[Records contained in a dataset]
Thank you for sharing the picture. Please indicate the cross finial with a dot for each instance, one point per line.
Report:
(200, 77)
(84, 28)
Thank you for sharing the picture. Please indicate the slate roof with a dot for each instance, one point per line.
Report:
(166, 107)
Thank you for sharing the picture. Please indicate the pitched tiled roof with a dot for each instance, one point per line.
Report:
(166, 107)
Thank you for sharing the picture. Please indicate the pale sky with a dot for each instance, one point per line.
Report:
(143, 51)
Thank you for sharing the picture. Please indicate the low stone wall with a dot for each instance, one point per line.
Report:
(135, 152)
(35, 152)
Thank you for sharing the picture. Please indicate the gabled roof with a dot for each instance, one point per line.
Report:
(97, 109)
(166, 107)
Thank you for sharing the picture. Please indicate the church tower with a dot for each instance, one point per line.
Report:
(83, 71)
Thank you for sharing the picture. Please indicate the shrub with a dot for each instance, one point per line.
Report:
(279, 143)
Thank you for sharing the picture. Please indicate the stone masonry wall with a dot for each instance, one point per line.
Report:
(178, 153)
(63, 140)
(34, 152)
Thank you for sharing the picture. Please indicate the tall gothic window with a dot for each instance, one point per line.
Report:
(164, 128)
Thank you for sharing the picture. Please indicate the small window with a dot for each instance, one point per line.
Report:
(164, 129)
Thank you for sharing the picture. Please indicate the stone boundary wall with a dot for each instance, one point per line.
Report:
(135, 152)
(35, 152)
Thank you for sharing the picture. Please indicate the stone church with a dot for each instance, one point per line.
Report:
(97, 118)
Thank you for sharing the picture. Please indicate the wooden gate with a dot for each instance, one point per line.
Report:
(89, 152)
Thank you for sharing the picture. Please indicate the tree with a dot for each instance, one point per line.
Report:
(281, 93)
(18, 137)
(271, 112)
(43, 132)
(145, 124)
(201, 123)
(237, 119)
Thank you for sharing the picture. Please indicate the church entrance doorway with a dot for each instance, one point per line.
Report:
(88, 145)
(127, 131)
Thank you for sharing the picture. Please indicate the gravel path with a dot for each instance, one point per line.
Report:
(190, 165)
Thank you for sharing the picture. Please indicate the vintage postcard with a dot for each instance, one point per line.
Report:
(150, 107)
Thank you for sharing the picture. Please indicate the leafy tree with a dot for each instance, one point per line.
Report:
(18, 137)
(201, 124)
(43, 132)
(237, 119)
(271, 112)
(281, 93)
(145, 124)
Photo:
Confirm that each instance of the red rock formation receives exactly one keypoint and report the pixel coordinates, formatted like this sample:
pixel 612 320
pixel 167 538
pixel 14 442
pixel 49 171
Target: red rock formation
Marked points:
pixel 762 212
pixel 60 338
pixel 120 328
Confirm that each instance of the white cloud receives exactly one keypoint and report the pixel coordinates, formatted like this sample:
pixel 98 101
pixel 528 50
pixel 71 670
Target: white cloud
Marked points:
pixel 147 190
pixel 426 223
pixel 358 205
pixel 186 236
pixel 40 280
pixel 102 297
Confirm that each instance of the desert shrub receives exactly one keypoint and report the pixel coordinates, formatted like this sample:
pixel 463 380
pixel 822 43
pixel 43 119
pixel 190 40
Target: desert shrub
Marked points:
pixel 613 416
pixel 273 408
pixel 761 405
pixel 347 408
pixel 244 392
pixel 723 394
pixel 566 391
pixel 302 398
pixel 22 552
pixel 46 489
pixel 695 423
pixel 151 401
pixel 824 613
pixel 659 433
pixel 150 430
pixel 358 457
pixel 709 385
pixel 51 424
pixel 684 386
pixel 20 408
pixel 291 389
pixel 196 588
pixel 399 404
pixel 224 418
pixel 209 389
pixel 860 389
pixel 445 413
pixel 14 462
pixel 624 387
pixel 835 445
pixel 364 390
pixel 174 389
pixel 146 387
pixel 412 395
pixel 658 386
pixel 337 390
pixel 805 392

WHAT THE EXERCISE ASKS: Print all of the entries exactly, leaving nothing out.

ANSWER SPACE:
Thank you for sharing the picture. Please indicate the cross finial with a dot for each instance, one point per line.
Report:
(200, 77)
(84, 28)
Thank you for sharing the picture. Please indicate the slate roof with a dot for each instance, one point per line.
Report:
(166, 107)
Thank you for sharing the picture. Please indicate the pitched tiled roof with a dot for each instance, one point per line.
Report:
(166, 107)
Thank you for sharing the picture. Please indicate the pale sky with a dot for each instance, one point per line.
Report:
(143, 51)
Thank you for sharing the picture. Please indicate the low stone wall with a dot for each instance, one point per line.
Report:
(135, 152)
(35, 152)
Thank you for sharing the picture. Please indicate the gabled roof with a dot for each instance, one point per line.
Report:
(97, 109)
(166, 107)
Thank you for sharing the picture. Please indicate the church tower with a dot for each instance, one point per line.
Report:
(83, 71)
Thank you for sharing the picture. Please indicate the shrub with a dot for each instance, one point per line.
Report:
(279, 143)
Thank you for sharing the picture. Please indicate the stone masonry wall with a dot for each instance, one point per line.
Report:
(178, 153)
(63, 140)
(34, 152)
Thank you for sharing the picture. Please indicate the tall gothic window with a dot for each instance, one point per line.
Report:
(164, 128)
Thank you for sharing the picture. Please indicate the small window with a dot for each instance, one point per line.
Report:
(164, 129)
Thank you for sharing the picture. Please indicate the stone boundary wall with a dot for each instance, one point per line.
Report:
(135, 152)
(35, 152)
Thank you for sharing the picture. Please indicate the stone church with a dot for each instance, one point per line.
Report:
(97, 118)
Thank you for sharing the picture. Please indicate the wooden gate with a dot for each instance, one point per line.
Report:
(89, 152)
Thank you for sharing the picture. Please indicate the tree with a dot for each instance, one point per line.
Report:
(281, 93)
(18, 137)
(271, 112)
(43, 132)
(145, 124)
(201, 123)
(237, 119)
Thank you for sharing the picture. Please indicate the church entrance doorway with a dot for each instance, one point per line.
Report:
(88, 145)
(127, 131)
Thank you for sharing the picture. Please indicate the gravel path with a dot for each instance, one point per line.
Report:
(190, 165)
Thank you for sharing the picture. Please indicate the vintage postcard with a dot for each instance, one point per line.
Report:
(150, 107)
Thank you for sharing the picture. Please indicate the leafy tree with a dot for each instance, one point per line.
Report:
(18, 137)
(201, 124)
(43, 132)
(237, 119)
(271, 112)
(281, 93)
(145, 124)
Photo:
Confirm that each instance of the red rock formation receives exactly one keypoint and report the pixel coordinates, formatted like this sample:
pixel 612 320
pixel 167 538
pixel 14 442
pixel 49 171
Target: red rock formation
Marked points:
pixel 762 212
pixel 60 338
pixel 120 328
Confirm that each instance of the white cloud receives exactly one keypoint and report the pixel coordinates, formatted like this sample:
pixel 98 101
pixel 528 50
pixel 71 670
Target: white cloud
Marked points:
pixel 147 190
pixel 426 223
pixel 358 205
pixel 186 236
pixel 40 280
pixel 102 297
Confirm that each instance of the desert shrub receives exactly one keypoint and report the pixel coordinates, formatted like this sample:
pixel 463 380
pixel 822 43
pixel 43 119
pixel 190 40
Target: desert shrub
Marked points:
pixel 613 416
pixel 273 408
pixel 761 405
pixel 347 408
pixel 244 392
pixel 723 394
pixel 566 391
pixel 302 398
pixel 22 552
pixel 46 489
pixel 695 423
pixel 151 401
pixel 824 613
pixel 659 433
pixel 150 430
pixel 358 457
pixel 709 385
pixel 51 424
pixel 684 386
pixel 20 408
pixel 291 389
pixel 196 588
pixel 399 404
pixel 224 418
pixel 209 389
pixel 860 389
pixel 445 413
pixel 14 462
pixel 624 387
pixel 835 445
pixel 364 390
pixel 174 389
pixel 146 387
pixel 412 395
pixel 658 386
pixel 337 390
pixel 805 392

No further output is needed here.